* **Problem set**:
(a) Do the following statements agree with the excerpt on Medicare Savings Program enrollment? Answer yes or no for each and quote the words of the excerpt that decide it. (i) The final rule requires 36 states and the District of Columbia to automatically enroll SSI recipients in the QMB eligibility group when they enroll in Medicaid. (ii) LIS is administered by state Medicaid agencies. (iii) The Medicare General Enrollment Period runs from January 1 through March 31 of each year.
(b) Can you print the part of the excerpt on Medicare Savings Program enrollment that runs from "Using Low-Income Subsidy" up to and including "enroll them automatically.", word for word?

* **Excerpt**:
══════════
The final rule requires 36 states and the District of Columbia, considered Part A “buy-in” states, to automatically enroll SSI recipients in the QMB eligibility group when they enroll in Medicaid. [8] The policy remains optional for 14 states that are referred to as “group payer” states, but these states should also strive to make enrollment for SSI recipients in QMB automatic.

Provision Blocked, Remains State Option

  • Aligning LIS and MSP family size definitions and income counting rules (42 C.F.R. §435.601(e)). CMS historically allowed states to apply their own definition of family size when determining household-based income limits for MSP eligibility. State MSP definitions that don’t align with LIS make it difficult for state agencies to expedite enrollment of LIS recipients into MSPs, since agencies often have to contact applicants for additional information if the definitions don’t align. The final rule required, and states can still implement, a definition of MSP family size to be “at least” those who are included in the LIS definition. States can also choose to align income counting rules for the programs to further streamline enrollment of LIS recipients into MSPs.
  • Accepting self-attestation for certain types of income and resources (42 C.F.R. §435.952(e)). Existing Medicaid regulations provide states the option to allow an MSP applicant’s self-attestation of all eligibility criteria except for citizenship and immigration status.[9] The final rule required states to accept self-attestation of certain types of income and resources such as non-liquid resources and burial funds up to $1,500 for purposes of determining eligibility for MSPs. States should accept self-attestation for these types of income and resources to further streamline MSP enrollment and reduce paperwork and documentation requests.
  • Clarifying the effective date of QMB enrollment for certain individuals living in “group payer” states (42 C.F.R. §406.21(c)(5)). The QMB Program pays for Part A premiums and Part B premiums, deductibles, copayments, and coinsurance. QMB enrollment for those who live in “group payer” states is particularly challenging. When states use the group payer arrangement to pay Part A premiums, certain enrollment restrictions apply, such as only being able to apply for Medicare Part A during the Medicare General Enrollment Period (January 1-March 31 of each year) if applicants did not enroll during their Initial Enrollment Period. The Part A effective date was recently changed to be the first month after enrollment, and the final rule aligned the QMB effective date with the new Part A effective date for those living in group payer states. States can still align their effective dates to ensure that eligible people receive the financial assistance they need to participate in Part A.

Clarifying Provision Blocked, Underlying Regulation Remains Required

Using Low-Income Subsidy (LIS) data for MSP applications (42 C.F.R. §435.911(e)). Known as “Extra Help,” LIS helps pay prescription drug costs under Medicare Part D. LIS is federally administered by the Social Security Administration (SSA). Many people who enroll in LIS are eligible for MSPs, but state Medicaid agencies do not enroll them automatically.

The Medicare Improvements for Patients and Providers Act of 2008 (MIPPA) requires SSA to share data from LIS applications (‘‘leads data’’) with state Medicaid agencies and requires that, based on that data, agencies ‘‘shall initiate’’ an MSP application. However, not all states have done so. As a result, even though most of the over 14 million LIS enrollees are eligible for MSPs, over 1 million are not enrolled.[10] Using LIS data for MSP enrollment would significantly reduce the paperwork burden that applicants often face when applying for MSPs and would eliminate verification requests for information that the state Medicaid agency could access using LIS or other data. While a provision clarifying this rule was blocked, states are still expected to use LIS leads data from SSA to initiate an MSP application based on the MIPPA provision.
══════════
* **Records**:
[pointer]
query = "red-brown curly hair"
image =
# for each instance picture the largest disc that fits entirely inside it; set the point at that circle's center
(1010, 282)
══════════
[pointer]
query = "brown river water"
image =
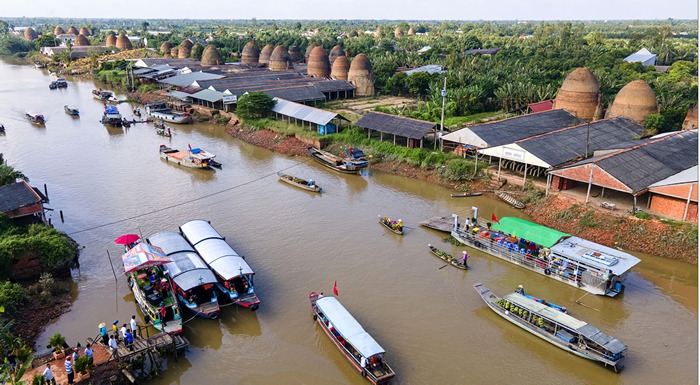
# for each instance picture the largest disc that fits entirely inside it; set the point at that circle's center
══════════
* **Your responses**:
(a)
(i) Yes: "The final rule requires 36 states and the District of Columbia, considered Part A “buy-in” states, to automatically enroll SSI recipients in the QMB eligibility group when they enroll in Medicaid."
(ii) No: "LIS is federally administered by the Social Security Administration (SSA)."
(iii) Yes: "the Medicare General Enrollment Period (January 1-March 31 of each year)"

(b)
Using Low-Income Subsidy (LIS) data for MSP applications (42 C.F.R. §435.911(e)). Known as “Extra Help,” LIS helps pay prescription drug costs under Medicare Part D. LIS is federally administered by the Social Security Administration (SSA). Many people who enroll in LIS are eligible for MSPs, but state Medicaid agencies do not enroll them automatically.